Monday, July 24, 2017

When women reject a higher nature, what takes over?

In my last post I drew a distinction between elevated and base aspects of womanhood. The elevated aspect is inspiring to men and is associated with feminine virtue:


Men who only see women spiritually as elevated creatures are at risk of becoming "white knights" who hold men alone as responsible for problems within the family. They aren't likely to understand the civilisational effort that is needed to keep women from falling down toward their baser nature.

I mentioned in my last post some of the characteristics that can make female behaviour petty, unstable and destructive. First, women's emotions can slide easily along several horizontal axes, one of which has "fun" at one end and "bored" at the other; another with "love" at one end and "hate" at the other. Women tend more than men to have an external locus of control, believing that what happens to them is the result of cosmic forces that have to be divined.

By chance, soon after writing this post I came across the columns of Karley Sciortino, who writes for Vogue. She is someone who has given herself over to these baser qualities of womanhood to an unusual degree, so she illustrates where the "liberated woman" (i.e. a woman "liberated" from traditionally feminine virtues) will finally arrive.

The purpose of writing this is twofold: first, to encourage women to cultivate virtue and, second, to persuade men that it can't just be left to chance that women will be formed successfully for marriage and motherhood - that this requires the culture to push in whatever way it can toward the virtues.

At first, it seems as if Karley does not prove my point about women externalising. In my first post I asserted:
...women tend to externalise. In their experience, they are acted upon by external forces, so that they don't "own" their personal emotional states. These states happen to them, in ways difficult to understand, perhaps brought about by cosmic forces they cannot control.

...most modern women still give some credence to various forms of fortune telling such as tarot cards. Even highly educated, professional women will use spells or magic to try to ward off "negative energies" that exert a baleful influence over them. Some women still go to fortune tellers to help them make major life decisions, such are those relating to marriage or divorce.

If you read Karley Sciortino's columns they are analytical and self-reflective and therefore disprove my point - until, that is, you read Karley's descriptions of her own female peers:
...even in notoriously skeptical New York, it’s increasingly difficult to find someone who doesn’t believe that some magical cosmic force is dictating everything from subway timing to whether or not they’re getting laid.

And I note too that she is not above dabbling in such matters herself: one of her columns is titled "Can a shaman cure my fear of normalcy?"

What really stands out in Karley Sciortino's writing is her fear of sliding along that axis from fun to boredom. It has been her ruin:
Last weekend, I found myself sitting in front of a shaman in a mansion in Berkeley, talking about my commitment problems. You know, cliché white people stuff. “I have this fear,” I told the shaman, “that I’m going to wake up one day with a husband, two kids, a house in the suburbs, and wonder how I got there, as if it’s my destiny. So to avoid it, I continually destroy my relationships at the first sign they’re headed in that direction.”

________________________

■ What needs to be done
In the post on women's higher and baser nature, name the end points of the two emotional axes described in the paragraph beginning "I mentioned in my last post". The records after this post are separate material with no connection to it.

________________________

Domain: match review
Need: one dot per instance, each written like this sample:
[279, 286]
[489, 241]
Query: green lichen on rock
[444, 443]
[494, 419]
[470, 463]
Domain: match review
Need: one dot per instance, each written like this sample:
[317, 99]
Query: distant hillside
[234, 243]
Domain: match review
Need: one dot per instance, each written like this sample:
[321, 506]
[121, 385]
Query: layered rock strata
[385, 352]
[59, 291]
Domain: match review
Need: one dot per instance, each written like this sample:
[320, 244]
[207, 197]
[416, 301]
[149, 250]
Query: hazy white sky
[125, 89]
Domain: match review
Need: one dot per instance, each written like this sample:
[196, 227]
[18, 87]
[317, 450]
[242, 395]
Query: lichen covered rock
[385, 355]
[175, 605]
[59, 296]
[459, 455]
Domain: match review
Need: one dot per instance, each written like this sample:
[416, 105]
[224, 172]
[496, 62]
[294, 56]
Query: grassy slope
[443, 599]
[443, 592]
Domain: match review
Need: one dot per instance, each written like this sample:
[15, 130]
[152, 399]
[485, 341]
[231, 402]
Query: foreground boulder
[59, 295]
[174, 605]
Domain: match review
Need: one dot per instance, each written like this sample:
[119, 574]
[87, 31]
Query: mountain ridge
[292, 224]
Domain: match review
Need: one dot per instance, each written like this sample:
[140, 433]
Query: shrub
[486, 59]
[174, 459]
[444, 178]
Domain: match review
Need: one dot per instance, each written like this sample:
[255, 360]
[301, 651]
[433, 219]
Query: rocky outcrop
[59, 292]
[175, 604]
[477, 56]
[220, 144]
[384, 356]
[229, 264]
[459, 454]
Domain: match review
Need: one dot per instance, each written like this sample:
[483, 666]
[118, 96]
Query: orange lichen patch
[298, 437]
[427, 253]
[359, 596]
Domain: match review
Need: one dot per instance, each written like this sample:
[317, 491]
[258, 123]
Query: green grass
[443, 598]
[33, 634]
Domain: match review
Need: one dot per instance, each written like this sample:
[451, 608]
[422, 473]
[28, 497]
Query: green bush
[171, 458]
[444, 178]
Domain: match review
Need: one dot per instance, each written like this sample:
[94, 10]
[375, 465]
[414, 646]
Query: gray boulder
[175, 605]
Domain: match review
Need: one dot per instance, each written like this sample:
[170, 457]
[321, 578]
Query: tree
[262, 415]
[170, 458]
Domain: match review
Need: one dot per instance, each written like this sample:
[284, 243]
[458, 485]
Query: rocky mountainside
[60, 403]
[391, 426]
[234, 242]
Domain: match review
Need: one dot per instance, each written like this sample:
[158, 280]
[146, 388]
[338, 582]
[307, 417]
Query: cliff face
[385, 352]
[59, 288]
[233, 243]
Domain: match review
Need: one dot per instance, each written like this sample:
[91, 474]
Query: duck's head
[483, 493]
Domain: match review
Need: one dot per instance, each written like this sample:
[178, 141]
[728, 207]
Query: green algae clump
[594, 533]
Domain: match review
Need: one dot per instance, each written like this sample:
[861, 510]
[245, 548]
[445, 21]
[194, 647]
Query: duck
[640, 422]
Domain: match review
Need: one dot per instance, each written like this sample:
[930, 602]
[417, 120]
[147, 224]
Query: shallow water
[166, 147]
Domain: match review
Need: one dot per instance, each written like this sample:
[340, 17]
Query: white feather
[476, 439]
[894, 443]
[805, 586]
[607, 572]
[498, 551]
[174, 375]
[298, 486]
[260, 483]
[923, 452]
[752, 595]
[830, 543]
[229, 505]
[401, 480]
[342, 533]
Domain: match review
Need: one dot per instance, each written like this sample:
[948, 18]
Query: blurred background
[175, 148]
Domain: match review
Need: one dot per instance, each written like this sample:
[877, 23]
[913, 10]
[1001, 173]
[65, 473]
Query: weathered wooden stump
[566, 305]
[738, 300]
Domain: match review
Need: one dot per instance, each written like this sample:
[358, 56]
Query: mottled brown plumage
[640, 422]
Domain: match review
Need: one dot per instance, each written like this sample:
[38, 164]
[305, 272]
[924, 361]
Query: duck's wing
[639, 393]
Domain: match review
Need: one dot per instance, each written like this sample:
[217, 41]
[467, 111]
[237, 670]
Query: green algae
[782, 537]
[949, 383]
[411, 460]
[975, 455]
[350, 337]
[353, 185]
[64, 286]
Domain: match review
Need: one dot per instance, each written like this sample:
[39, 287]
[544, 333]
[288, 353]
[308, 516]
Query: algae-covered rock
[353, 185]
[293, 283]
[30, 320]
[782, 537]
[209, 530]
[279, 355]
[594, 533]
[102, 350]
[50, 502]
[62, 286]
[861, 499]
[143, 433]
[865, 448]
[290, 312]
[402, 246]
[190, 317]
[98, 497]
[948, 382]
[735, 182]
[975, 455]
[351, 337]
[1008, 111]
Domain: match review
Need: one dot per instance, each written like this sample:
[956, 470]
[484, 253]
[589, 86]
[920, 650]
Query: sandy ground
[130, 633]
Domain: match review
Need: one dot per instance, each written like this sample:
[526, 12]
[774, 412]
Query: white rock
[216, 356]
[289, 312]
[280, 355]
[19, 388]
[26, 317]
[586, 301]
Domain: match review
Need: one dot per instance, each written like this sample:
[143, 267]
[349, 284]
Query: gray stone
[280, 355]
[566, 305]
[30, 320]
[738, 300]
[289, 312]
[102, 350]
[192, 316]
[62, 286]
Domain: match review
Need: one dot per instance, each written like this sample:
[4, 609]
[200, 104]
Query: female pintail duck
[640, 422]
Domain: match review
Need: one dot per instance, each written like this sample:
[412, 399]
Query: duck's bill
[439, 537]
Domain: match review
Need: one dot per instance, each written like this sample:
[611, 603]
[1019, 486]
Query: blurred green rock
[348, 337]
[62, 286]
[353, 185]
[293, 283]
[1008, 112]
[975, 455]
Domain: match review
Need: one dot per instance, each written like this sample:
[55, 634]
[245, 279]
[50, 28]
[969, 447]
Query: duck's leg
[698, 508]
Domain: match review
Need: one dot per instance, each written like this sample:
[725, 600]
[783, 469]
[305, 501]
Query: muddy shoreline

________________________

■ Result of the task
fun, bored, love, hate